Peter Griffin, Manager, NZ Science Media Centre
26 April 2009

See the original article and comments from the SMC NZ website

Peter Griffin from the NZ Science Media Centre discusses the dismissal by the NZ Government of one of that country's most senior climate scientists.

A few weeks ago I was sitting on the couch watching weather man Jim Hickey rip through his weather bulletin when he made a quick comment that NIWA’s Jim Salinger had been in touch with a weather update.

“That’s great,” I said to myself. Here’s a scientist who works for the Government’s water and atmospheric research institute, given the freedom to contact the weatherman with tidbits of up-to-date information. A symbiotic relationship that helps everyone, not least the public.

Well, according to news reports of Dr Jim Salinger’s dismissal from NIWA, contact with Hickey that wasn’t sanctioned by NIWA contributed to Salinger losing his job after 27-odd years working for Government research institutions.

Journalists and scientists I’ve heard from since the news broke are shocked at Salinger’s dumping. Salinger is one of the country’s most respected climate scientists, has done a lot of valuable science communication over the years and by no means can be considered a maverick for his research in any area. When it comes to climate change, he contributed to the IPCC research. In other words, he endorses the consensus view among scientists that humans are significantly contributing to climate change and that we need to do something about it.

Salinger has not been all that familiar with controversy. Last year when the US lobby group the Heartland Institute tried to use Salinger’s research to push its position that burning fossil fuels does not contribute to global warming, Salinger was outraged and asked that references to his work be removed. The Heartland Institute refused, and that’s pretty much as far as the issue went.
++++++++++++++++++++
Objectives
1. Return the part of the article from "Journalists and scientists" up to and including "something about it.".
2. According to the article, what did Salinger ask the Heartland Institute to do after it used his research?
Work only from the article.

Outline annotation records
++++++++++++++++++++
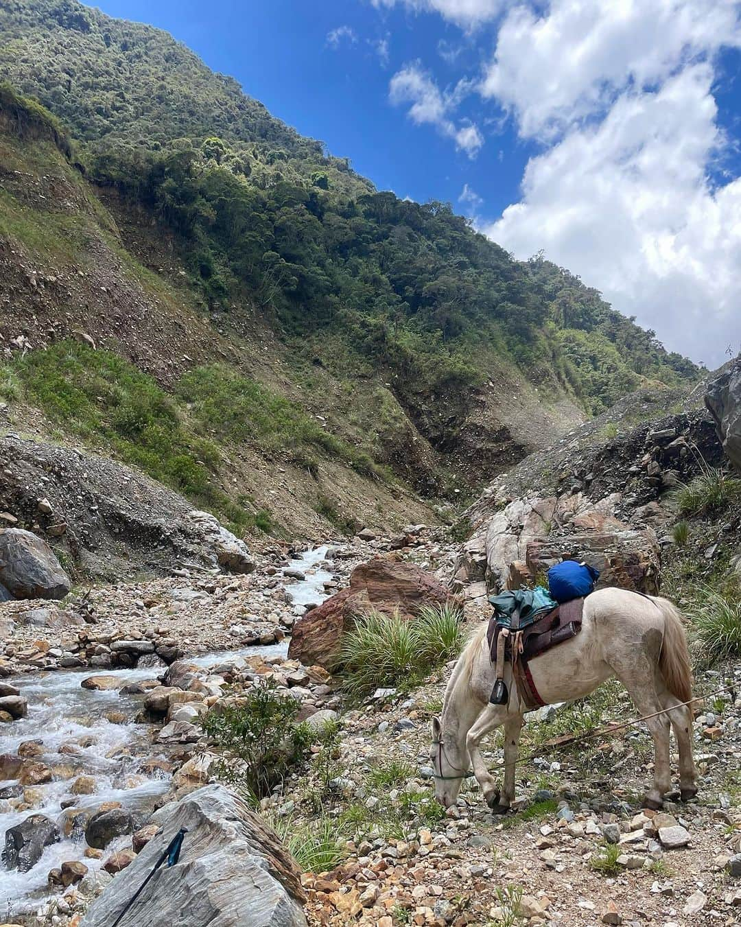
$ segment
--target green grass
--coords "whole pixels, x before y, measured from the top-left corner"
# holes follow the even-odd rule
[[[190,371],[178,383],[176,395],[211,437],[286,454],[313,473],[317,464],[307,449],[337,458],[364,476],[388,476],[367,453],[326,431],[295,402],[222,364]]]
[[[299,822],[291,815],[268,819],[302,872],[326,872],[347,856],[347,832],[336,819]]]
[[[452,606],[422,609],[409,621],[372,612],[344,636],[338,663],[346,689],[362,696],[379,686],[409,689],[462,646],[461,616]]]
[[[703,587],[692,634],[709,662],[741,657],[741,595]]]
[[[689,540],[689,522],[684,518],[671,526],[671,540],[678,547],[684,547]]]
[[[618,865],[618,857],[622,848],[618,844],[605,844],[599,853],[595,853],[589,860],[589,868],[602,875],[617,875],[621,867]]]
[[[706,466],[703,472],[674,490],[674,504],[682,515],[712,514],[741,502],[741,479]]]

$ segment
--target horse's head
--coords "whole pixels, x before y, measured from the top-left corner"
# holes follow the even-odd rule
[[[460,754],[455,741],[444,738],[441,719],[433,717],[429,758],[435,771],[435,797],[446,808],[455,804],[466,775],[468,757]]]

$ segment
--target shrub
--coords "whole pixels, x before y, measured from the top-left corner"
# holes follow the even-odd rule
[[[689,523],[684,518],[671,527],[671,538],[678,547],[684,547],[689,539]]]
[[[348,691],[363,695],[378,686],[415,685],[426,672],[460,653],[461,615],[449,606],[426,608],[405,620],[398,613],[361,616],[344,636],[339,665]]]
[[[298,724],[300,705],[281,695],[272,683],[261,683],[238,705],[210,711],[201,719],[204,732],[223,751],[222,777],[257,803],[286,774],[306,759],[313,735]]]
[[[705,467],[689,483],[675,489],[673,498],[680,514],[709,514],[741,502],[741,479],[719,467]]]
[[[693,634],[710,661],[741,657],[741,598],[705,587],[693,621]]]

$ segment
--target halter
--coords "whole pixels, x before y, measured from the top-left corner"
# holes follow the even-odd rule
++++++++++++++++++++
Answers to the exercise
1.
Journalists and scientists I’ve heard from since the news broke are shocked at Salinger’s dumping. Salinger is one of the country’s most respected climate scientists, has done a lot of valuable science communication over the years and by no means can be considered a maverick for his research in any area. When it comes to climate change, he contributed to the IPCC research. In other words, he endorses the consensus view among scientists that humans are significantly contributing to climate change and that we need to do something about it.

2. He asked that references to his work be removed.